■ READING PASSAGE:
Currently, among Rocscience products, block models are supported in Slide3, RS3, Slide2, and RS2, while direct database file import is available only in Slide3 and RS3.

In RS2, the block model feature allows you to import a Slide2 project where the block model is already defined.

In this tutorial, we will analyze an open pit project with block model in RS2. A Slide2 block model project has been prepared beforehand, and we will start by bringing it into RS2. Note that:

• The Slide2 block model project is created by exporting a 2D section from a Slide3 block model project, where the block database file was first imported. The complete workflow is: block database file > Slide3 > Slide2 > RS2.
• The model used in this tutorial is the same as in the RS3 Block Model Tutorial.
• The finished product can be found under File > Recent > Tutorial Folders > Slope Stability folder path, in the Block Model (final).fez file.

■ REQUEST A:
Which Rocscience products offer direct database file import, according to the tutorial excerpt?
■ REQUEST B:
Retype the tutorial excerpt starting at "Currently, among Rocscience" and ending at "Block Model Tutorial.".
■ REQUEST C:
Name every Rocscience product mentioned in the tutorial excerpt.
The entries have no connection to the tutorial excerpt.

■ STORED DATA:
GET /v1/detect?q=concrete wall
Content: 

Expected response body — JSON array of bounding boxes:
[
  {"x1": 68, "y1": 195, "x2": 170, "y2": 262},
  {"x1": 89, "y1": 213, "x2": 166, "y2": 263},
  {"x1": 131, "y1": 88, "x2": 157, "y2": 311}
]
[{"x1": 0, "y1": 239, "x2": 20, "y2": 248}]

■ EXPECTED ANSWER A:
Slide3 and RS3

■ EXPECTED ANSWER B:
Currently, among Rocscience products, block models are supported in Slide3, RS3, Slide2, and RS2, while direct database file import is available only in Slide3 and RS3.

In RS2, the block model feature allows you to import a Slide2 project where the block model is already defined.

In this tutorial, we will analyze an open pit project with block model in RS2. A Slide2 block model project has been prepared beforehand, and we will start by bringing it into RS2. Note that:

• The Slide2 block model project is created by exporting a 2D section from a Slide3 block model project, where the block database file was first imported. The complete workflow is: block database file > Slide3 > Slide2 > RS2.
• The model used in this tutorial is the same as in the RS3 Block Model Tutorial.

■ EXPECTED ANSWER C:
Slide3, RS3, Slide2, RS2